▸ COMPLETA LO SIGUIENTE
[a] Según el texto sobre la ley de amnistía, ¿cuántos presos políticos van a ser liberados?
[b] Resume en dos oraciones el texto sobre la ley de amnistía.
[c] Convierte en una lista breve el párrafo del texto sobre la ley de amnistía que comienza con «De esta manera se preserva», sin perder sus datos principales.

▸ TEXTO DEL DOCUMENTO

▼

Considero que ahora que venturosamente se va a liberar a cerca de dos centenares de presos políticos en virtud de una ley de amnistía (y por la que tanto tiempo hemos estado luchando varios, ya cabildeando, ya con plantones o imprimiendo volantes) sería muy oportuno establecer un programa o alguna instancia que ayude a lograr una transición menos difícil hacia la realidad social imperante a los inminentes liberados, incluso con pertinentes apoyos laborales, dado que los prejuicios y estigmatización contra quien ha estado privado de la libertad en algún reclusorio aún imperan en prácticamente todos los ámbitos sociales.
De esta manera se preserva la dignidad humana de los beneficiados y no se convierten en innecesarias cargas económicas para sus respectivas familias, parientes, amigos u organizaciones que los respaldan. Es indispensable pues un acompañamiento y respaldo efectivo a tod@s aquell@s que han sido víctimas del Estado mexicano, luchador@s sociales, defensor@s de estimables causas comunitarias o sociales, valientes ciudadan@s que se atreven a llevar a cabo lo que muchos otros sólo propugnan desde la comodidad de su sillón favorito, ya sea meramente hablándolo o ya incluso escribiéndolo.
Por lo pronto, personalmente “agradezco a los hados la cárcel”, como dice el conocido soneto que Borges dedica a Cervantes, pues para mí fue toda una matriz de (re)nacimiento, un verse obligado a volver la mirada al interior, donde me aguardaba el hallazgo de perdurables y verdaderas riquezas, la transmutación de mi propio ser, descubriendo el poder del servicio, ayudándome el ayudar a otros, lo que me otorgó la más importante boleta de libertad en la vida, liberado ya de multitud de apegos esclavizadores que encadenan a rejas que no por impalpables son menos opresivas, no creyendo ya que únicamente basta ir a cualquier parte para demostrar la propia libertad.

▲

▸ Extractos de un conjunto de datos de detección
▼

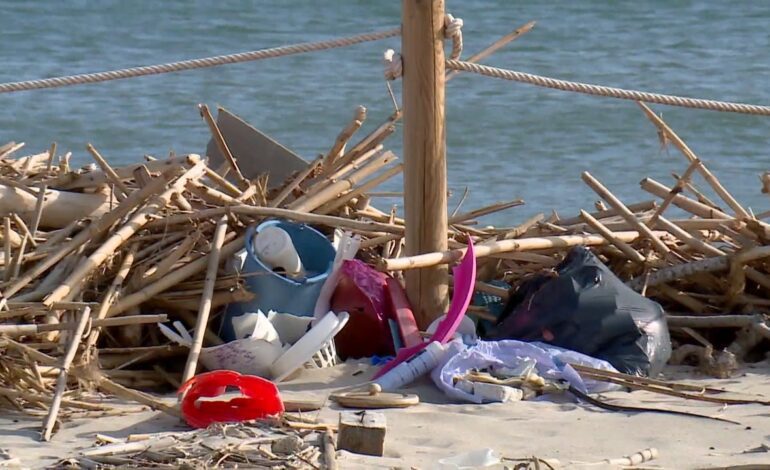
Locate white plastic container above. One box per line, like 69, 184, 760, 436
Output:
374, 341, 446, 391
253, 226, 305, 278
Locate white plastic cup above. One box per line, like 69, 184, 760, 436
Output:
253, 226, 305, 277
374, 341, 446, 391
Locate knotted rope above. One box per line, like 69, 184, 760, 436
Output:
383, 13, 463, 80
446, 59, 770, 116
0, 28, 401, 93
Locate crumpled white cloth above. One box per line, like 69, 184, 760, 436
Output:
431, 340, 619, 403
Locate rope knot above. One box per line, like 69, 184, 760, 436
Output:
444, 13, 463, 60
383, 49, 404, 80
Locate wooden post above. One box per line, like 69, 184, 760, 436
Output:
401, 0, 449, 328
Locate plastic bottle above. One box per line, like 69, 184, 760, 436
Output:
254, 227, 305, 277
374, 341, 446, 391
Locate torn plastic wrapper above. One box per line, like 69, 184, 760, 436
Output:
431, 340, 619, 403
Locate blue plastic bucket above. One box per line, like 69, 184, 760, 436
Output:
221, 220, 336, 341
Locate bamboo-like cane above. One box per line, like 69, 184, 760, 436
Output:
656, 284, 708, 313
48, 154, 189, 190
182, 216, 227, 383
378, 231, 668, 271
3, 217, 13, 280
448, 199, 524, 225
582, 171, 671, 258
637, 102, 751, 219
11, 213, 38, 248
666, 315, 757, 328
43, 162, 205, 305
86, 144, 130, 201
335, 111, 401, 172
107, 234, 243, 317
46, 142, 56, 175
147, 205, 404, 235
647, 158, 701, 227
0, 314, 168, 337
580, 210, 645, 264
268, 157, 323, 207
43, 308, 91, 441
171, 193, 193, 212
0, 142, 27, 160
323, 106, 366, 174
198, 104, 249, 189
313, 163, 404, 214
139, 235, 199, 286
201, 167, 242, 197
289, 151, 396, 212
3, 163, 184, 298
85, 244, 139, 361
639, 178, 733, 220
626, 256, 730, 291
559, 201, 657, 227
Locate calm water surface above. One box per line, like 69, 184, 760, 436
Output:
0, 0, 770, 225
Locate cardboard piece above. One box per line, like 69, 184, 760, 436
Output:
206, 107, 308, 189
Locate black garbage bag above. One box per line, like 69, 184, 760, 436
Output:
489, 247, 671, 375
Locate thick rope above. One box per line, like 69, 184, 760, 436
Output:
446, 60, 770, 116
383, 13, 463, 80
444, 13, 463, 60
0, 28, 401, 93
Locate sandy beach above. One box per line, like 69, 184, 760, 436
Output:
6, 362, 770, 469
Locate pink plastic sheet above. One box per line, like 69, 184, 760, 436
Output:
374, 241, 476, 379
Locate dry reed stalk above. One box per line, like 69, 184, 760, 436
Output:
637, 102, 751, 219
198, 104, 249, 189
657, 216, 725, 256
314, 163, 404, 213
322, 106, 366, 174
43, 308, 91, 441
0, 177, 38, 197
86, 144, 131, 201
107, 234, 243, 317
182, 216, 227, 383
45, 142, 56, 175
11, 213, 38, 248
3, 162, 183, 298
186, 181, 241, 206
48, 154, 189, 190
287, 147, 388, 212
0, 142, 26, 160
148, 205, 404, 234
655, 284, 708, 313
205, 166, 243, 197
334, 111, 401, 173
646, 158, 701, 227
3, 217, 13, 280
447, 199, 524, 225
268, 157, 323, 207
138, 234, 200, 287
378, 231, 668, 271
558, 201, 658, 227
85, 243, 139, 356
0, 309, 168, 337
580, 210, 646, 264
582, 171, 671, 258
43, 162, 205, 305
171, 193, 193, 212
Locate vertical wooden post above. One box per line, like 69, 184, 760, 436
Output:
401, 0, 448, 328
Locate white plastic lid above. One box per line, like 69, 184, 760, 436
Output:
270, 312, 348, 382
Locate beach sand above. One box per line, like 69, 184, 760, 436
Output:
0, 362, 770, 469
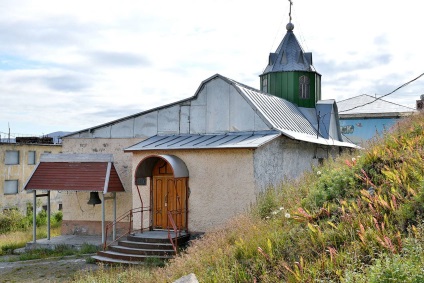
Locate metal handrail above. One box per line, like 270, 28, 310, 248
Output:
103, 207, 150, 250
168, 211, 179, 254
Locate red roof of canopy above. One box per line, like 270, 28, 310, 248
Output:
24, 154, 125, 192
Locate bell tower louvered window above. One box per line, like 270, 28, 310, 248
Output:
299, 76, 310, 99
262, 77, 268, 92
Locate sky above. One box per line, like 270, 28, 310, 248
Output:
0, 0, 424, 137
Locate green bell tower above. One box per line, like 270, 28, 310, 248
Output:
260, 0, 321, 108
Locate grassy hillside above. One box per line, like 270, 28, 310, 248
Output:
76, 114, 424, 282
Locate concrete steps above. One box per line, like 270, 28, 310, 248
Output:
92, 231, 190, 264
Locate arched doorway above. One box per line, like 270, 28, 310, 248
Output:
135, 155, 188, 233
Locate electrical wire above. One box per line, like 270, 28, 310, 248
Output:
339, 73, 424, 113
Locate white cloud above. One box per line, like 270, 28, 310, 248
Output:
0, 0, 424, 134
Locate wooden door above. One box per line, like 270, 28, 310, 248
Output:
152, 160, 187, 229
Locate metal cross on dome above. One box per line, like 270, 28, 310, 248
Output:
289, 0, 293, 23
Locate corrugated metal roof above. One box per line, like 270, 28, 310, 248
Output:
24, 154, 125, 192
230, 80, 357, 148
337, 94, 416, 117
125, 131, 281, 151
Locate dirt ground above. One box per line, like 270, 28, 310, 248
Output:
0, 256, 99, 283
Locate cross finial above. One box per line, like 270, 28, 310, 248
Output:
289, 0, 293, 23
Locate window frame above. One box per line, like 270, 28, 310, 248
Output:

▲

▸ RESULTADOS POR TAREA
[a] Cerca de dos centenares de presos políticos.

[b] Ante la próxima liberación de cerca de dos centenares de presos políticos gracias a una ley de amnistía, se propone crear un programa o instancia, incluso con apoyos laborales, que facilite su transición a la realidad social, porque los prejuicios contra quien ha estado preso siguen vigentes y así se preservaría su dignidad sin convertirlos en cargas para sus familias u organizaciones. Quien escribe agradece además la cárcel, que vivió como un renacimiento interior en el que descubrió el poder del servicio y se liberó de apegos esclavizadores.

[c]
- De esta manera se preserva la dignidad humana de los beneficiados.
- Los liberados no se convierten en cargas económicas innecesarias para sus familias, parientes, amigos u organizaciones que los respaldan.
- Es indispensable un acompañamiento y respaldo efectivo a todas las personas que han sido víctimas del Estado mexicano.
- Entre ellas están luchadores sociales, defensores de causas comunitarias o sociales y ciudadanos valientes que hacen lo que muchos otros solo propugnan desde su sillón, hablándolo o escribiéndolo.